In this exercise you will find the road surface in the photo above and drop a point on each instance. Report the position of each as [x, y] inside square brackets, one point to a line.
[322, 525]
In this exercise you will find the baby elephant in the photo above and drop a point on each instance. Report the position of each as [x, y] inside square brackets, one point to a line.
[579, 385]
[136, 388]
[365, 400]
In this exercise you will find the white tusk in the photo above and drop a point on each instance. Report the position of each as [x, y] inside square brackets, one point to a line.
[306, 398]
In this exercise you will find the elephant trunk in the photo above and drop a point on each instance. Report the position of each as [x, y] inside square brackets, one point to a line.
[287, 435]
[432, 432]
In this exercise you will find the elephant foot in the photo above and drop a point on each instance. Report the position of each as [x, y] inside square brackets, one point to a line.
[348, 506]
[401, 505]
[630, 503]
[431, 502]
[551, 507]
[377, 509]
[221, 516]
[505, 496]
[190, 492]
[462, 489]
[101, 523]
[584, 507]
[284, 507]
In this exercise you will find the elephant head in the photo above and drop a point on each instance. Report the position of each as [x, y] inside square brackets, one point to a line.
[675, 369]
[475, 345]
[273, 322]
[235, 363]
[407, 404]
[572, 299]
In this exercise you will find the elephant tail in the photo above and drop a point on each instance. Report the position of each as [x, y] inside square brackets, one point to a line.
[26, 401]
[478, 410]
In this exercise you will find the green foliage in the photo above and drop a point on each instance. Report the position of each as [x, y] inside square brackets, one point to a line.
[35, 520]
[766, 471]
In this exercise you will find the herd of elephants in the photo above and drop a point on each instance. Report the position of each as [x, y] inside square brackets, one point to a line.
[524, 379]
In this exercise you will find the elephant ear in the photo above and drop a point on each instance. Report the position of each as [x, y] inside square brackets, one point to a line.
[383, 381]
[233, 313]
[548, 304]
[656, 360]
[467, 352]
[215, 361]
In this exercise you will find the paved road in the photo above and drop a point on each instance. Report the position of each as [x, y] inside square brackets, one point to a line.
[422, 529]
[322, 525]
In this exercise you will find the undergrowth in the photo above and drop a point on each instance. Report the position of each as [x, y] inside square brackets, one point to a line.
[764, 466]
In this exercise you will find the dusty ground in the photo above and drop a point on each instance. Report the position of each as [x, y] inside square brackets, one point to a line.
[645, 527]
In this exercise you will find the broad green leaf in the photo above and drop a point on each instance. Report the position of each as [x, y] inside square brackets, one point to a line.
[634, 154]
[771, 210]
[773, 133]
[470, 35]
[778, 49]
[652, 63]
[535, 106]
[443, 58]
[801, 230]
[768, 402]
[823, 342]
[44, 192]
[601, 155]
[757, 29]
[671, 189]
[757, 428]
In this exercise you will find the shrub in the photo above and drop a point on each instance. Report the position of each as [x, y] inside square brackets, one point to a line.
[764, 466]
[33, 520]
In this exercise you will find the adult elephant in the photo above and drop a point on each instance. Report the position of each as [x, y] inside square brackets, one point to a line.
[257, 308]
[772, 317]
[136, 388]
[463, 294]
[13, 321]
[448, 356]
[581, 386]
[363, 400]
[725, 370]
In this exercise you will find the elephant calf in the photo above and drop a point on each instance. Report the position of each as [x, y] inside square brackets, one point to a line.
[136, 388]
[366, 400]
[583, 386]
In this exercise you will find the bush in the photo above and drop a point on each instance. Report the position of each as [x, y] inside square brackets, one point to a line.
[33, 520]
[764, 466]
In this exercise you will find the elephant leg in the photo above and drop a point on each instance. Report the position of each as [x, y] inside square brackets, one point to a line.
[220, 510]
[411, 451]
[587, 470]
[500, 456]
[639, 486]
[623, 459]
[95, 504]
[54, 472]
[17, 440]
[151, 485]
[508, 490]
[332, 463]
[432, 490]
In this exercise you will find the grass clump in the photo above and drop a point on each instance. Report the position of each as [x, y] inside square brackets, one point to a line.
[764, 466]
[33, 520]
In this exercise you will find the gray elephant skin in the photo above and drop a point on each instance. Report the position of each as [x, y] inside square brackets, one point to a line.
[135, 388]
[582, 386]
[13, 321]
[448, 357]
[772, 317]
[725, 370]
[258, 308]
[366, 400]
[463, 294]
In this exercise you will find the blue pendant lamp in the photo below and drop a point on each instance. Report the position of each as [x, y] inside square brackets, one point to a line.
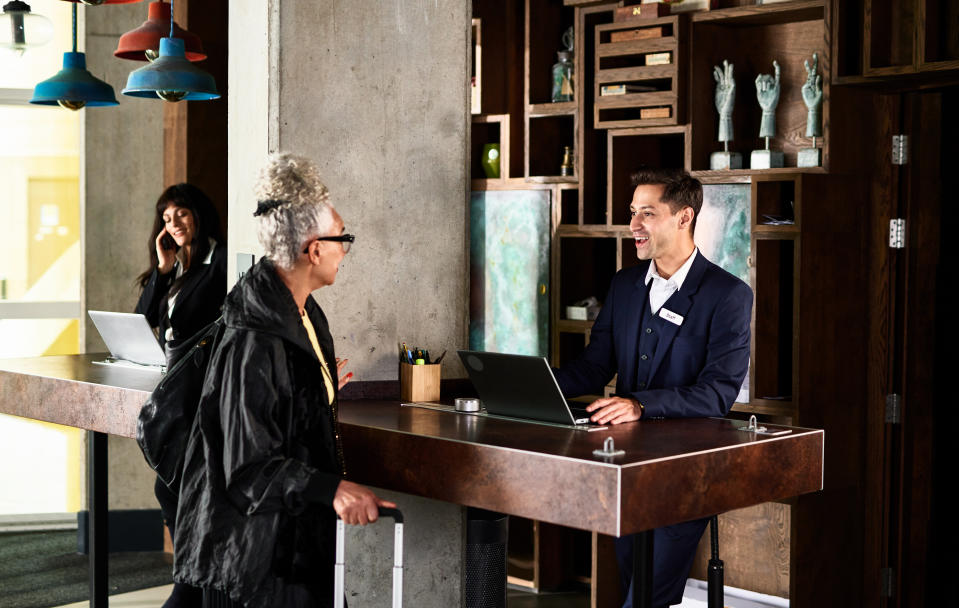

----------------

### Exercise prompt
Output the data above exactly. Drop every picture.

### Final answer
In this exercise you will find the road surface in the photo above and drop a point on each instance. Report the position of each as [x, y] inside square brackets, one point to a line.
[322, 525]
In this exercise you will find the baby elephant in the photo above and drop a point on each instance. Report the position of each as [x, y] inside square brackets, one point to a line.
[579, 385]
[136, 388]
[365, 400]
In this exercise you will find the white tusk in the photo above and drop a point on each instance. Report the position of each as [x, y] inside square brackets, one point to a line.
[306, 398]
In this exercise you will find the elephant trunk in the photo above and drop a point on each instance. Report the position of each as [x, y] inside square brackets, one point to a line.
[287, 435]
[432, 432]
In this exercise you will find the elephant foot in the photo above and drop a point on each instance. Report the position of each as [x, y] inside square brackets, one point to a line.
[348, 506]
[401, 505]
[630, 503]
[431, 502]
[551, 507]
[377, 509]
[221, 516]
[505, 496]
[190, 492]
[462, 489]
[101, 523]
[584, 507]
[284, 507]
In this exercise you will find the elephant head in the photo above and drop a point on each instance. Report the position of each as [x, y] inside square brackets, one point to a line.
[675, 369]
[475, 345]
[273, 322]
[235, 363]
[407, 404]
[572, 299]
In this exercise you will find the elephant tail in the photo above and drop a point on each instance. Report the position of each as [x, y] inside square brackets, one point to a line.
[26, 401]
[478, 410]
In this exercise you will find the green foliage in the photo above and drop a point on each instance. Report the position of each as [x, y] inside square brackets, one point to a line.
[35, 520]
[766, 471]
In this exercise you will find the herd of elephants in the photo above and drop a point on each instance. Report the position of each as [x, y] inside square brackets, one point to a line.
[524, 379]
In this exercise you will find the elephant ear in the photo above and drop a point on each instance. Report the position of each as [x, y] inside square brackets, one point to a line.
[383, 381]
[233, 313]
[548, 304]
[656, 360]
[467, 352]
[215, 361]
In this exercise you will find the paved road in the photo above and drop a point on each instance. Report the position of each as [x, y] inside square brackets, one point to a line.
[422, 529]
[322, 525]
In this exercise you will find the undergrowth in the photo above and drop a point on each instance. Report the position of each as [x, y] inside square brackets, one point to a line.
[764, 466]
In this exercise you will find the dusty ground in the photo above and drop a point on each instance. Report the position of each as [x, y] inside square brackets, one point to a line.
[645, 527]
In this exercise you will find the broad green leaf in the photo above and drop a point on each instance. Report the position of each as [x, y] inside square brackets, one point to a line.
[634, 154]
[771, 210]
[773, 133]
[470, 35]
[778, 49]
[652, 63]
[535, 106]
[443, 58]
[801, 230]
[768, 402]
[823, 342]
[44, 192]
[601, 155]
[757, 29]
[671, 189]
[757, 428]
In this exercise you will find the shrub in the photo above and drop a point on each instance. Report the position of each as [x, y] inside square brackets, one point to a line.
[764, 466]
[33, 520]
In this exercise you will find the adult elephant in the photo above and drop a point on each instance. Report the position of each as [x, y] inside square brackets, one point to a line.
[257, 308]
[772, 317]
[136, 388]
[463, 294]
[13, 321]
[448, 356]
[581, 386]
[363, 400]
[725, 370]
In this exercise you will find the elephant calf in the photo above and drop a point on each instance. Report the position of each as [x, y] inside square brackets, one point to a line.
[136, 388]
[366, 400]
[583, 386]
In this exercise you will find the bush in the photo above and drop a point on each instance. Report the position of each as [x, y] inside square brackets, one point to a line.
[33, 520]
[764, 466]
In this exercise you will find the elephant leg in the photo above and drop a point on each instance. Report the position of each as [x, y] inside square brackets, one point to a line.
[220, 510]
[411, 451]
[587, 470]
[500, 456]
[639, 486]
[623, 459]
[95, 504]
[54, 472]
[17, 440]
[151, 485]
[508, 490]
[332, 463]
[432, 490]
In this exercise you will find the grass clump in the photo above and drop a point on each instance. Report the position of each as [x, y] inside square brackets, one point to a line.
[764, 466]
[33, 520]
In this exercise you will find the gray elephant skin in the photo above and drop a point on each instance. Report the position of each as [x, y] inside square brackets, one point to a line.
[135, 388]
[582, 386]
[13, 321]
[448, 357]
[772, 317]
[725, 370]
[258, 308]
[366, 400]
[463, 294]
In this exercise you will find the blue pendant lamp in the photo below and drop a point on each instance. Report the position of each as [x, y] inside square brackets, one point to a line.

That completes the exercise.